[Excerpt from a dataset]
════════════════════
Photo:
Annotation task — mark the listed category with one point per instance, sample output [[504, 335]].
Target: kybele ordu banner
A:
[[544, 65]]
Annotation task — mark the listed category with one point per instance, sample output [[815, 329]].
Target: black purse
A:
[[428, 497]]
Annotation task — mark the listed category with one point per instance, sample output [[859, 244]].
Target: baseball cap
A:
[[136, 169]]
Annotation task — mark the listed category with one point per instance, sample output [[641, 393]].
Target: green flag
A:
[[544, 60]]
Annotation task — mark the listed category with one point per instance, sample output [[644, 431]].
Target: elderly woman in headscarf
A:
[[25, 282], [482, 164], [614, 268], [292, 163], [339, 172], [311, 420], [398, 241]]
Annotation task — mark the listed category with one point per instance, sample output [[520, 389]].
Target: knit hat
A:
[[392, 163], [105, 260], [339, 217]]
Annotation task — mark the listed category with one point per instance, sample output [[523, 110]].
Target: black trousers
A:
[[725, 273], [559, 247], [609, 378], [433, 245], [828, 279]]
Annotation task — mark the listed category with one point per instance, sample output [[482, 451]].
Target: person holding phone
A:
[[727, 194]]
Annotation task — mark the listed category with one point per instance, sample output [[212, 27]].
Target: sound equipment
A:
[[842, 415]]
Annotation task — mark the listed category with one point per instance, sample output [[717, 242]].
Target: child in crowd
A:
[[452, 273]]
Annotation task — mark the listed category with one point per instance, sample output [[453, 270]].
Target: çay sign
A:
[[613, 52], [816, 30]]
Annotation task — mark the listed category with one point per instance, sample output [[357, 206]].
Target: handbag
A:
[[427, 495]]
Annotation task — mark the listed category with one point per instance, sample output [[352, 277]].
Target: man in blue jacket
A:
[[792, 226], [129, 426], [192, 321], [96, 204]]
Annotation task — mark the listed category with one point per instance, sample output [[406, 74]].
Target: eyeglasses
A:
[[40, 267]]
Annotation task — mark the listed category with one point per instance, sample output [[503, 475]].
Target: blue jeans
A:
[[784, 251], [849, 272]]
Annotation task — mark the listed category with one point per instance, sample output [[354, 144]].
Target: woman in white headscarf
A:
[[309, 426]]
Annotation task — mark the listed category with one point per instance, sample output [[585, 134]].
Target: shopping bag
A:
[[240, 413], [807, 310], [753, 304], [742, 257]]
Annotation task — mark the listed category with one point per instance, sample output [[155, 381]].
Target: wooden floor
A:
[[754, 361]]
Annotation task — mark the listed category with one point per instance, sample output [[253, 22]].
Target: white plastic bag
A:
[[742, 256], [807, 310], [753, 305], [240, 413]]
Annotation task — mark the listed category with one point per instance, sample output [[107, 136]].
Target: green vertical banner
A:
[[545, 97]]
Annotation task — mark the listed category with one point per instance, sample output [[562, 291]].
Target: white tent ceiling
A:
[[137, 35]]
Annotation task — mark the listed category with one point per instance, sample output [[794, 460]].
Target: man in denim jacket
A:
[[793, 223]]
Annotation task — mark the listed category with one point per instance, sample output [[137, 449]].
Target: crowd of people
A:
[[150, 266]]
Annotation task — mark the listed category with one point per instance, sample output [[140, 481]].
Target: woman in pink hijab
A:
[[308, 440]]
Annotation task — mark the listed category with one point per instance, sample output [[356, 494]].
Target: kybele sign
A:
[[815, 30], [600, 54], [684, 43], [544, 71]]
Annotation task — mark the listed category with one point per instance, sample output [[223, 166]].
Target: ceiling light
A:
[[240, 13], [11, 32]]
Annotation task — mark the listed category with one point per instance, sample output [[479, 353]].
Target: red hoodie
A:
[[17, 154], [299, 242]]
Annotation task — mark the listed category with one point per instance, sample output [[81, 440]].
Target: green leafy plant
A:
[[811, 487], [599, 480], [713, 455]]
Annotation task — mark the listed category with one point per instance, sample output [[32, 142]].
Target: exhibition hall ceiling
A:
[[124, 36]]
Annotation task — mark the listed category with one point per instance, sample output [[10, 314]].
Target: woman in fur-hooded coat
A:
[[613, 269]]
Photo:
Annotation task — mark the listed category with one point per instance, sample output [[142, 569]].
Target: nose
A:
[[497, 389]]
════════════════════
Goal
Copy all of the entries above word for word.

Output of the exercise
Photo:
Annotation task — mark the listed category with one point per instance, sample output [[504, 335]].
Target: kybele ordu banner
A:
[[544, 65]]
Annotation task — mark the listed category with one point per instance, sample output [[815, 329]].
Target: black purse
A:
[[428, 497]]
Annotation task — mark the listed category with one point per instance, sample output [[859, 244]].
Target: baseball cap
A:
[[136, 169]]
Annotation task — mark the listed category with one point per instance, sample output [[641, 393]].
Target: green flag
A:
[[544, 60]]
Annotation task — mark the listed category with one point per instance, sample output [[644, 431]].
Target: elderly woman in headscarf
A:
[[25, 282], [482, 164], [614, 268], [292, 163], [339, 172], [311, 420], [398, 241]]
Annotation task — mark the listed category with one point per instance, sample output [[520, 389]].
Target: knit hat
A:
[[392, 163], [105, 260], [339, 217]]
Annotation task — mark the listed category with one point per instance, sample output [[523, 110]].
Target: black trousers
A:
[[725, 273], [559, 247], [609, 378], [433, 245], [828, 279]]
Annotation task — mark the listed category with one point per instance, sample output [[482, 451]].
Target: person holding phone
A:
[[727, 194]]
Annotation task — mark the listed category with one point per instance, sample output [[212, 27]].
Target: sound equipment
A:
[[842, 415]]
Annotation task — mark the listed category with one point per instance, sample output [[717, 242]].
Target: child in crowd
A:
[[452, 273]]
Annotation task — mark the listed category with one point per instance, sample output [[453, 270]].
Target: çay sign
A:
[[613, 52], [816, 30]]
Annotation task — mark the listed category with one point per instance, sample output [[357, 206]].
Target: handbag
A:
[[427, 495]]
Annotation task — mark the listed category with one point per instance, sample output [[352, 277]].
Target: man in blue jacket
A:
[[792, 226], [129, 426], [192, 321], [96, 204]]
Annotation task — mark the listed category with one point per instance, sample output [[406, 74]].
Target: eyeglasses
A:
[[40, 267]]
Annotation task — mark the listed category with one point per instance, sample output [[503, 475]].
Target: blue jeans
A:
[[784, 251], [849, 272]]
Annotation task — mark the listed category with one point per instance, sample output [[354, 144]].
Target: woman in white headscarf
A:
[[309, 426]]
Annotation task — mark the listed category with one point per instance, sample output [[585, 134]].
Target: shopping bag
A:
[[240, 413], [807, 310], [753, 304], [742, 257]]
Annotation task — mark the listed category with one point per instance, sample output [[155, 381]].
Target: wooden floor
A:
[[754, 361]]
Annotation task — mark the listed category with one point per instance, sample output [[253, 22]].
Target: white plastic bag
A:
[[742, 256], [807, 310], [753, 305], [240, 413]]
Annotation task — mark the listed category with one point per instance, sample output [[107, 136]].
Target: green vertical banner
A:
[[545, 97]]
Annotation task — mark the listed category with one point per instance, sample output [[562, 291]].
Target: white tent ceiling
A:
[[137, 35]]
Annotation task — mark the listed category with one point per instance, sample output [[794, 460]].
Target: man in denim jacket
A:
[[793, 223]]
Annotation task — mark the listed category with one point per instance, sample output [[137, 449]].
Target: crowd of people
A:
[[150, 266]]
Annotation task — mark the listed category with one point per instance, sample output [[140, 481]].
Target: woman in pink hijab
A:
[[308, 440]]
Annotation task — mark the listed category with one point per instance, sample output [[356, 494]].
Target: kybele sign
A:
[[815, 30], [600, 54], [684, 43], [544, 71]]
Annotation task — mark the listed category with one point per instance, sample output [[223, 166]].
Target: ceiling light
A:
[[240, 13], [11, 32]]
Annotation task — mark the listed category with one point per instance, sample output [[479, 353]].
Target: red hoodie
A:
[[17, 154], [299, 242]]
Annotation task — mark the listed category with one point per instance, sample output [[81, 440]].
Target: green leafy plant
A:
[[811, 487], [599, 480], [713, 455]]
Annotation task — mark the listed category with one point per instance, sample output [[32, 142]].
Target: exhibition hall ceiling
A:
[[124, 36]]
Annotation task — mark the listed category with one point per instance, sample output [[10, 314]].
Target: woman in fur-hooded coat
A:
[[613, 269]]
Photo:
Annotation task — mark the listed category with one point per instance, sample output [[142, 569]].
Target: nose
A:
[[497, 389]]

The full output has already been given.